▶ [Records shown]
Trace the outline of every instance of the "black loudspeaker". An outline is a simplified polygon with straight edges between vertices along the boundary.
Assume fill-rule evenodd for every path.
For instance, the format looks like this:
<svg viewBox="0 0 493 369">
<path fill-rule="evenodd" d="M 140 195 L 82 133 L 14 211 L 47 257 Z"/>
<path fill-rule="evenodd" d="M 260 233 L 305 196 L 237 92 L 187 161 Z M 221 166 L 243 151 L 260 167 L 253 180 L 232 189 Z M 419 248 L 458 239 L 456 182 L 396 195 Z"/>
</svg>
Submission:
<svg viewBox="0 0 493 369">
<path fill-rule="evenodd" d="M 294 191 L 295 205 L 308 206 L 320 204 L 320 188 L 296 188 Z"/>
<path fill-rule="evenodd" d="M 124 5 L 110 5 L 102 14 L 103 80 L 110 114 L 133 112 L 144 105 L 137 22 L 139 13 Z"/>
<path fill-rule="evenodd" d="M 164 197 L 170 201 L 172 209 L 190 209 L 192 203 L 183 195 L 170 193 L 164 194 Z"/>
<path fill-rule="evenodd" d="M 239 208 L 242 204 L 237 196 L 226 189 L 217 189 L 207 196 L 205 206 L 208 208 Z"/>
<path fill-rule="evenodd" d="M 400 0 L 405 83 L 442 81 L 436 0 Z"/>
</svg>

▶ [Brief]
Copy every row above line for line, with no changes.

▶ [Answer to the problem]
Trace the outline of every instance of the "black loudspeaker". An outline is a simplified polygon with straight edges between vertices along the boundary.
Assume fill-rule evenodd for every path.
For instance, the format looks like this:
<svg viewBox="0 0 493 369">
<path fill-rule="evenodd" d="M 140 195 L 82 133 L 14 211 L 47 257 Z"/>
<path fill-rule="evenodd" d="M 260 233 L 305 196 L 237 92 L 187 161 Z M 221 166 L 243 151 L 260 167 L 253 180 L 232 189 Z M 419 248 L 458 239 L 456 182 L 396 195 Z"/>
</svg>
Submission:
<svg viewBox="0 0 493 369">
<path fill-rule="evenodd" d="M 294 191 L 295 205 L 308 206 L 320 204 L 320 188 L 296 188 Z"/>
<path fill-rule="evenodd" d="M 124 5 L 110 5 L 102 14 L 103 80 L 110 114 L 133 112 L 144 105 L 137 22 L 139 13 Z"/>
<path fill-rule="evenodd" d="M 164 197 L 170 201 L 172 209 L 190 209 L 192 203 L 183 195 L 170 193 L 164 194 Z"/>
<path fill-rule="evenodd" d="M 239 208 L 242 204 L 237 196 L 226 189 L 217 189 L 207 196 L 205 206 L 208 208 Z"/>
<path fill-rule="evenodd" d="M 400 0 L 405 83 L 442 81 L 436 0 Z"/>
</svg>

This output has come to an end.